WHAT THE TASK REQUIRES:
For each statement, answer yes or no on whether it agrees with the mythical creature puns below, and quote the deciding words: (a) Elves learn the elf-abet at school. (b) The fairy first offers the old man four wishes. (c) The gnome pays his tab with money from his wallet.

DOCUMENT EXTRACT:
══════════
Mythical Creature Puns

These legendary puns will crack you up!

Mythical Creature Puns

A gnome walks into a bar, and the bartender starts a tab for him. The gnome keeps pounding them away, one after the other. After a few hours, the gnome decides to call it a night. The bartender hands him his tab when the gnome realizes he left his wallet at home. He turns to the bartender and says, "Sorry, I'm a little short."
Let’s kick off shall we? I just hope that my unicorn puns won’t be too corny for you.
If an adult is called a unicorn, are its young one’s called puny-corns?
"Santa’s pretty stelfy going down the chimney, don’t you think?" said one elf to another.
What do elves learn when they go to school?
The elf-abet.
Knock Knock!
Who’s there?
Gnome! I can’t reach the doorbell!
A fairy appears in front of an old man.
"For the good things you've done in your life, I grant you three wishes!"

The old man squints and asks: "Can you speak up a bit? My hearing isn't the best anymore..."

The fairy replies: "SURE! YOU HAVE TWO WISHES!"
What do you call an extremely disgusting unicorn that no one likes? An eeeww-nicorn.
What do you call a sarcastic mermaid?
A sigh-ren.
Why do dwarves hunt dragons in the morning?
══════════
DATA EXTRACTS:

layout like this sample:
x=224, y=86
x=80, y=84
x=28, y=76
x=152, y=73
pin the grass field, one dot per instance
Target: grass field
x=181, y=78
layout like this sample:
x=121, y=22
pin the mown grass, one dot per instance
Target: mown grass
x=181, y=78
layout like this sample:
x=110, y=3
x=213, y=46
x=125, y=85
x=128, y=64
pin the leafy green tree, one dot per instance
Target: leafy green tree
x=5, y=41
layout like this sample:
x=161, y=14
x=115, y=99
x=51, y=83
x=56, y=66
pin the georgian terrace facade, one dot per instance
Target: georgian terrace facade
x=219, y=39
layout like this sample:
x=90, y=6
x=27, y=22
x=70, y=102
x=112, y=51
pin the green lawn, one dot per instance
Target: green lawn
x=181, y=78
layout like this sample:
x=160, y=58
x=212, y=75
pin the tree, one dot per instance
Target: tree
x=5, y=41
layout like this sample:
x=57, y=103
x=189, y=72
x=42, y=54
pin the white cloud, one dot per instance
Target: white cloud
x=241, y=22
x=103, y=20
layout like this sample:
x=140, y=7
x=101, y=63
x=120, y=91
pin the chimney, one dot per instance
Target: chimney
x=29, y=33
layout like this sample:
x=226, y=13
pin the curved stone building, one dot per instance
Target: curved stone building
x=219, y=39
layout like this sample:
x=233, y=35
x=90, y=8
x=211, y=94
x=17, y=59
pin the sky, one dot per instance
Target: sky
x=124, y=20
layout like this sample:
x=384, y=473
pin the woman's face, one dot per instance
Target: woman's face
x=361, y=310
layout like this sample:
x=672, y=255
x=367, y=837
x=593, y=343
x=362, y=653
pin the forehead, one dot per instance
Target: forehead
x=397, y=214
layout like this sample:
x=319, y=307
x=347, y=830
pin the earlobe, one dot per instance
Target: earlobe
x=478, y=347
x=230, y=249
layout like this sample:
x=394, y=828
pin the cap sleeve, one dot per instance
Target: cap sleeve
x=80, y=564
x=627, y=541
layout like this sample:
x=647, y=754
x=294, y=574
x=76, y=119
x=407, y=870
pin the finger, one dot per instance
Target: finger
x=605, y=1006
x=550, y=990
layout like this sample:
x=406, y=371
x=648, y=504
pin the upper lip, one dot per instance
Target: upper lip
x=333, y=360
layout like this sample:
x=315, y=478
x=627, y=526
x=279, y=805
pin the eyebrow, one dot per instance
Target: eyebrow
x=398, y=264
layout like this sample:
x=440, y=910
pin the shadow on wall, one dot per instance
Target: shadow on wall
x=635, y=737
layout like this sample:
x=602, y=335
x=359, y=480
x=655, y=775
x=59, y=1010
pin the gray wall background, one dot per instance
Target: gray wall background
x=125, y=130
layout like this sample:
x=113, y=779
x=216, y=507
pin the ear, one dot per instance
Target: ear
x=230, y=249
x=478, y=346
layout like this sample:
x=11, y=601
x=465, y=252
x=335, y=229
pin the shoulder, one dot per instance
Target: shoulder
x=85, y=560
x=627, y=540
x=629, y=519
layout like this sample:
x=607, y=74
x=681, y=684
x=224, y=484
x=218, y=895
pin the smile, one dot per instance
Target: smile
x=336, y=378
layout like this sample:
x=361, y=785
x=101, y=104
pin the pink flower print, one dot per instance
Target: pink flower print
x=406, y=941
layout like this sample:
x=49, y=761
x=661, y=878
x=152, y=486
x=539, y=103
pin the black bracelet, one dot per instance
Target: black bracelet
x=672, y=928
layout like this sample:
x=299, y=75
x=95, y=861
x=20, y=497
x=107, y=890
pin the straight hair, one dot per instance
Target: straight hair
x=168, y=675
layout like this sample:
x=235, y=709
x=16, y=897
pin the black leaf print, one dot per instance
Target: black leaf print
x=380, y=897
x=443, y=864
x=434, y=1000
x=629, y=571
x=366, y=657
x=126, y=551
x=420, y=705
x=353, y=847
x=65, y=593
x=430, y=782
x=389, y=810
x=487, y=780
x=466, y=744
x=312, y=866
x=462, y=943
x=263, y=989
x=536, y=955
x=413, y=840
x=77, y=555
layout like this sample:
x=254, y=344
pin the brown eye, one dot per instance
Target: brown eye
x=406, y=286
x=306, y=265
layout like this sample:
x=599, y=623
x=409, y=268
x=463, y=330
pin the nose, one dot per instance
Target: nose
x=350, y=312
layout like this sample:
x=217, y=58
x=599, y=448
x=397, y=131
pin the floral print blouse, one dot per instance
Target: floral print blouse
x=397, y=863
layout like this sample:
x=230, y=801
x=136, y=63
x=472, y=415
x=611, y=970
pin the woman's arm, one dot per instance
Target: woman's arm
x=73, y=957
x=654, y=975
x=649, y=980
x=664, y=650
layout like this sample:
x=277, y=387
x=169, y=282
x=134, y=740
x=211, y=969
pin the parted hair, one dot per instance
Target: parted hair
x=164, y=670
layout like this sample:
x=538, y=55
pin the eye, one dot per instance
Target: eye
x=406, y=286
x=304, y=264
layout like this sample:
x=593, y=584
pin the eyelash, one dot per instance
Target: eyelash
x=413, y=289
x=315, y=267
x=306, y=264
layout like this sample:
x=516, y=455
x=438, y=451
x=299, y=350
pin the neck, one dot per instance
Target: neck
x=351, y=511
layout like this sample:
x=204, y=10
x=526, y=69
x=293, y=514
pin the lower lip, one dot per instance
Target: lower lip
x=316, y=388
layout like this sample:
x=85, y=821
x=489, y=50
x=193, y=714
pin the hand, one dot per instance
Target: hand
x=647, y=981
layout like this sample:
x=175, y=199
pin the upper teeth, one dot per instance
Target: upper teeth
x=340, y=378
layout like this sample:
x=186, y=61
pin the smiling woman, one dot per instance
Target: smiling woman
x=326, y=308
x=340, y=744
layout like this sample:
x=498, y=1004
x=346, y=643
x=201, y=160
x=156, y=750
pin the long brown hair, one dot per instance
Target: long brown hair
══════════
SOLUTION FOR THIS TASK:
(a) Yes: "The elf-abet."
(b) No: "I grant you three wishes!"
(c) No: "the gnome realizes he left his wallet at home."